**The data:**
╭──
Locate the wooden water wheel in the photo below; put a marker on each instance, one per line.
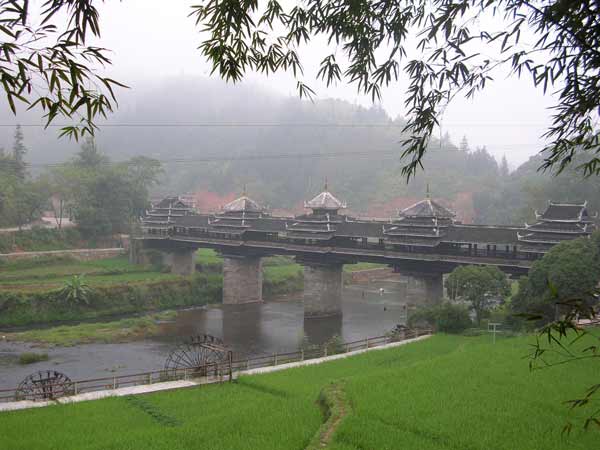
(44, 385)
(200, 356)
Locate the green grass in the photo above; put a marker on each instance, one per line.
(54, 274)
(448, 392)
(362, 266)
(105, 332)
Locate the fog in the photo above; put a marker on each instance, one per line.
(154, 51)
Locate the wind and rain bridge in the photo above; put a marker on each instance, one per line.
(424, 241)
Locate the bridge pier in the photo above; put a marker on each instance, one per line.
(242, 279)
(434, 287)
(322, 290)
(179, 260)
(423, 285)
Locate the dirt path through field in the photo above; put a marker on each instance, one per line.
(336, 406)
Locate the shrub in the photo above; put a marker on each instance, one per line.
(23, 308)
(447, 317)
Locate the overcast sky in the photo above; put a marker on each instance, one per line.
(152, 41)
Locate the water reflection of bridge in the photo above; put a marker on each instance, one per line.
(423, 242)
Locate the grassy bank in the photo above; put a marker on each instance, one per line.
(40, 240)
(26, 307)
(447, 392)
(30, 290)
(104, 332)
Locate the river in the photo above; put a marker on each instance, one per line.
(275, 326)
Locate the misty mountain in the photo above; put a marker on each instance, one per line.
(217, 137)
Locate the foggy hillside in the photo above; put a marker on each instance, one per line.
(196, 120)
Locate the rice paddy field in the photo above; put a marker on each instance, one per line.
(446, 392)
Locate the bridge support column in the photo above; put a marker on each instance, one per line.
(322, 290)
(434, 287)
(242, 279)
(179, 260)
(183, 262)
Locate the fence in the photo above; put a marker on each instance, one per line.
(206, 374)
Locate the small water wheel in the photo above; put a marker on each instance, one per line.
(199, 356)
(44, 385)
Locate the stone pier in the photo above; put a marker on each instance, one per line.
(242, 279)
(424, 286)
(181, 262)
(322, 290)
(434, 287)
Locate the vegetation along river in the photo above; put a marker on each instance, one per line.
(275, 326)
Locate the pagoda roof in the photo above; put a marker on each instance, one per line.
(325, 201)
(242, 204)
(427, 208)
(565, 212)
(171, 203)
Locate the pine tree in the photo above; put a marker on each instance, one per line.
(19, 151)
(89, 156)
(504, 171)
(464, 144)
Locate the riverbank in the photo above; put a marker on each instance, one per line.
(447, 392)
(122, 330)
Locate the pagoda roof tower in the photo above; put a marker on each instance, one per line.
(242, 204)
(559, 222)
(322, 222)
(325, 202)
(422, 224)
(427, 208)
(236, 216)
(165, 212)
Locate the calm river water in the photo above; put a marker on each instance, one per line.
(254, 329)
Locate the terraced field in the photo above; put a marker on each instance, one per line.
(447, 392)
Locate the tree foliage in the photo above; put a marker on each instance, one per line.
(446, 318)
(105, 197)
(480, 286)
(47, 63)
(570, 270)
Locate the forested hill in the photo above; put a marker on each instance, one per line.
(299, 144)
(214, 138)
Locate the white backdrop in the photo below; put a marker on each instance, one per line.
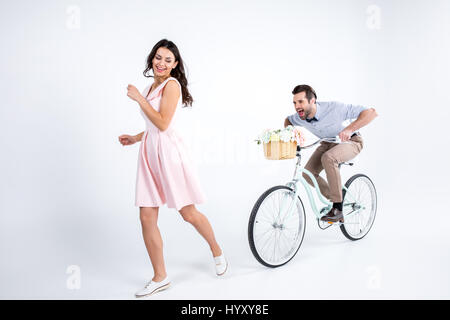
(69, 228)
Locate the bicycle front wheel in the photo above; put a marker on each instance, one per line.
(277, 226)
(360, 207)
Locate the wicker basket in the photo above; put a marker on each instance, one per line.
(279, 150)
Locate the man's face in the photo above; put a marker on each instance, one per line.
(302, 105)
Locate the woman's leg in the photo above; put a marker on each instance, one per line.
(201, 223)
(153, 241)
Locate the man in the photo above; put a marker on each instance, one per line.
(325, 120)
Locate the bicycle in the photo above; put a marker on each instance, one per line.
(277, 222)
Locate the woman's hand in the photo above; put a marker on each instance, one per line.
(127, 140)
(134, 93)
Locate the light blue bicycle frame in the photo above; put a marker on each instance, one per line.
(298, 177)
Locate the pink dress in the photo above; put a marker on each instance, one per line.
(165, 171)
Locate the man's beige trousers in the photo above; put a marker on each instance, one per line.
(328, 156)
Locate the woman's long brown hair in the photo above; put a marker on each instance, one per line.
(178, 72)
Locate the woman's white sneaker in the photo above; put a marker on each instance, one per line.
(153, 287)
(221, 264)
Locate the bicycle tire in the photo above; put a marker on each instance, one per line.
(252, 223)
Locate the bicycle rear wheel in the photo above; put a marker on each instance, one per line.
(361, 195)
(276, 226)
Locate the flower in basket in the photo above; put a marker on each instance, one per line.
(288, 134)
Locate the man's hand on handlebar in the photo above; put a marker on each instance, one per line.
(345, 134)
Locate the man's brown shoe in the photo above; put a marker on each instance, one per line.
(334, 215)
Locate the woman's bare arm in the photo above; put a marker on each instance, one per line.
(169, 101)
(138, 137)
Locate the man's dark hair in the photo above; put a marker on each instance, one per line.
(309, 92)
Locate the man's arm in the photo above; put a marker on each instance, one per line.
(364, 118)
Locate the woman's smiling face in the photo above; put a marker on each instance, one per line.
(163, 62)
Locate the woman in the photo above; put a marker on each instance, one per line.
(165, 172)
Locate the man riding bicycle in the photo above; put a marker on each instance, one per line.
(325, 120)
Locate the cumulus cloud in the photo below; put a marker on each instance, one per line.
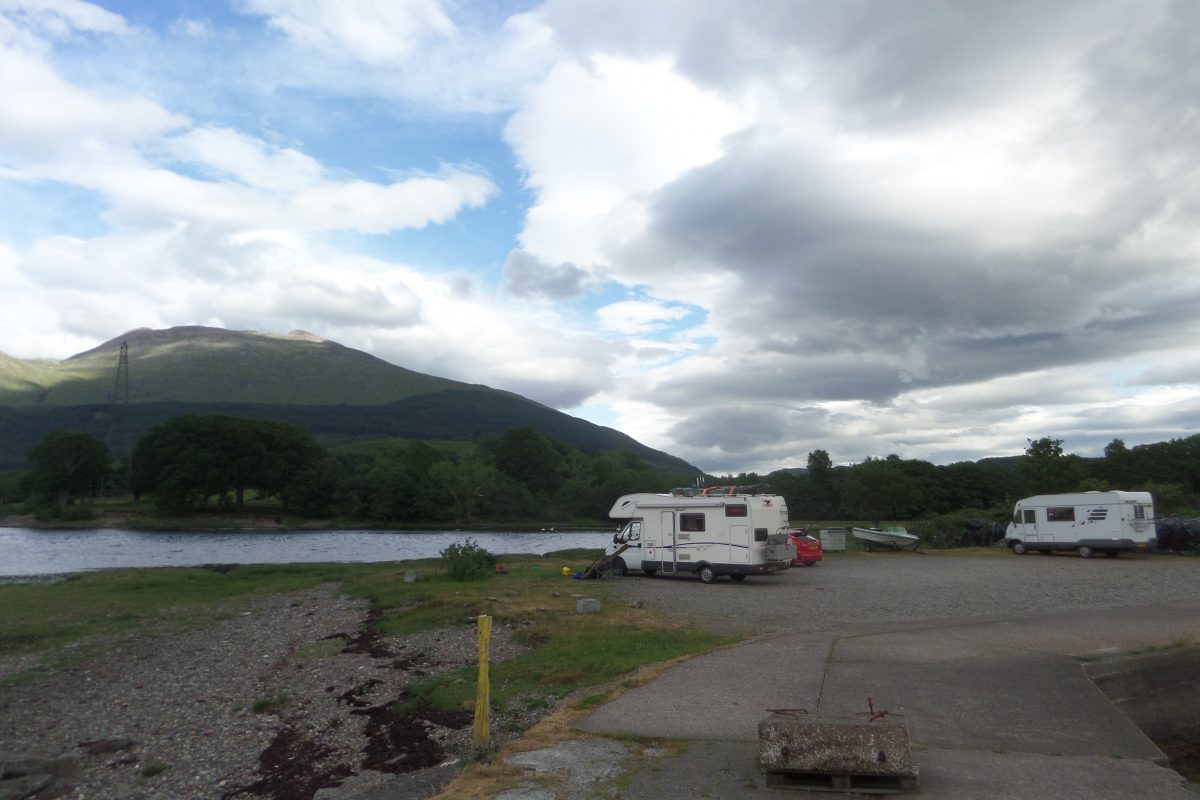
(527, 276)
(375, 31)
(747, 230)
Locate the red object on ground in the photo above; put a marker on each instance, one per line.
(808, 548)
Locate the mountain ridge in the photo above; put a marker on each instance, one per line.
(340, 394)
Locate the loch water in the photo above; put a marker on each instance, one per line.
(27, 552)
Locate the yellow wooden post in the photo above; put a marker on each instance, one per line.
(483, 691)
╰──
**Work to do:** Reproduce all of the material above word for word, leaving out the pictures.

**Complete answer:**
Locate the wooden water wheel in the photo below; put a marker on each instance, one per line.
(44, 385)
(200, 356)
Locate the green grass in the photo above; put a marker on each instance, one per line.
(54, 274)
(448, 392)
(362, 266)
(105, 332)
Locate the fog in the photo above; put a marker on each instance, one per line.
(154, 51)
Locate the wind and rain bridge in the photo above; put a marker on each instance, one per line.
(424, 241)
Locate the bridge pier in the photo above; put a marker on each instance, one per line.
(242, 279)
(434, 287)
(322, 290)
(179, 260)
(423, 285)
Locate the dirt path through field in the photo above; put a marker on each instance, one per line.
(336, 406)
Locate the shrub in the photo above; put a marker on each instance, one per line.
(23, 308)
(447, 317)
Locate the overcast sky in the photo above; put a marker on each instance, one per line.
(152, 41)
Locate the water reflection of bridge in the photo above; put a marker on each instance, one per line.
(423, 242)
Locate the grassy bank in the photo above; put a marker on each instance, one per line.
(40, 240)
(26, 307)
(447, 392)
(30, 290)
(104, 332)
Locate the river in the photo above; put a marker on each instance, one per line.
(275, 326)
Locate the misty mountain in the photo above; put a marker on each instance, one per line.
(217, 137)
Locate the foggy hillside in the photo above; put a marker on each instance, one per line.
(196, 120)
Locate the rice paddy field in the photo above; put a marker on each instance, one per line.
(446, 392)
Locate the bridge support column in the photo above; put a marker on each instance, one per line.
(322, 290)
(434, 287)
(242, 279)
(179, 260)
(183, 262)
Locate the fence in the photo above; put a marker on each instance, one per line.
(206, 374)
Locate the small water wheel in the photo above; put a marker on each instance, one per line.
(199, 356)
(44, 385)
Locate the stone pier in the photo above; put a marker on each instance, one per line.
(242, 279)
(424, 286)
(181, 262)
(322, 290)
(434, 287)
Locate the vegetation along river in the photo above; put a marker on each instance, one per line.
(275, 326)
Locate the pagoda roof in the photo above; put a marker on each instance, one per line.
(325, 201)
(242, 204)
(427, 208)
(565, 212)
(171, 203)
Locate the pine tree in the photo above; put a marker on each instance, one per line.
(19, 151)
(89, 156)
(504, 171)
(464, 144)
Locate the riverbank in the photo above; put a marker on each instance, one per line.
(447, 392)
(122, 330)
Locate the pagoda roof tower in the photo above; put a marker on each instance, one per line.
(242, 204)
(559, 222)
(322, 222)
(325, 202)
(422, 224)
(427, 208)
(236, 216)
(165, 212)
Locate the calm river water in the photo above; put a marker on each instance, one per line.
(254, 329)
Locate the terraced field in the photo above; put a marker on each instance, one per line.
(447, 392)
Locate the tree foliage in the photo above; put a marker on each instance, one per line.
(446, 318)
(105, 197)
(480, 286)
(47, 63)
(570, 270)
Locate the forested hill in the photo above; put a marker on each instance, one per line.
(299, 144)
(214, 138)
Locate the white backdrop in the photo below; put a marker on each instance, one per line.
(69, 228)
Locate the bicycle front wheel in the photo above; put a marker on each instance, one per line.
(277, 226)
(360, 207)
Locate the wicker basket in the photo above; put a marker on each instance, one per line.
(279, 150)
Locate the man's face in the photo above; put a marker on each instance, one per line.
(302, 105)
Locate the woman's leg in the photo above; put a marker on each instance, one per line.
(201, 223)
(153, 241)
Locate the man in the photo above; put a marker on each instance, one per line.
(325, 120)
Locate the bicycle in the photo above; put a marker on each instance, one per line.
(277, 222)
Locate the woman's hand in the photo above; put a marker on each instance, one per line.
(127, 140)
(134, 93)
Locate the light blue bicycle frame in the photo above; put a marker on each instance, one per line.
(298, 177)
Locate the pink dress in the photo above; put a marker on each instance, one per line.
(165, 171)
Locate the man's beige trousers in the photo above; put a marker on each instance, one per line.
(328, 156)
Locate the woman's long brown hair in the photo above; put a marker on each instance, one per line.
(178, 72)
Locate the woman's white sneaker in the photo above; put a marker on each instance, one per line.
(153, 287)
(221, 264)
Locate the bicycle tire in the photo above; put a marker on each instance, one per line.
(252, 223)
Locate the bicycle rear wheel in the photo above; put a marker on each instance, one per line.
(361, 195)
(276, 226)
Locate the flower in basket in the photo above; put a marker on each instance, one per line.
(288, 134)
Locate the man's hand on handlebar in the photo above; put a marker on each instance, one per line.
(345, 134)
Locate the man's brown shoe in the photo above; put a marker on each instance, one per line.
(334, 215)
Locate the woman's bare arm in the photo above; put a marker on each instance, one per line.
(169, 101)
(138, 137)
Locate the man's dark hair in the photo above; put a marker on each instance, one per line.
(309, 92)
Locate the man's arm in the photo above; put a marker on each instance, one per line.
(364, 118)
Locate the woman's smiling face in the photo above; put a marker on each instance, one per line.
(163, 62)
Locate the woman in the photo above; put a marker on each instance, one per line.
(165, 172)
Locate the man riding bicycle in the photo above; put a marker on each instance, one per line.
(325, 120)
Locate the cumulus cloud in the photo below; put a marker on each instance, one per line.
(527, 276)
(375, 31)
(747, 230)
Locate the red object on ground in the photo above; put a marker on each instance, one per line.
(808, 548)
Locate the mountain ridge in the photo above; put a marker on each instance, one per line.
(340, 394)
Locate the loch water in the photo above; put a marker on each instance, one per line.
(27, 552)
Locate the yellow wooden post in the photo above; put a marker on each instance, one per line.
(483, 691)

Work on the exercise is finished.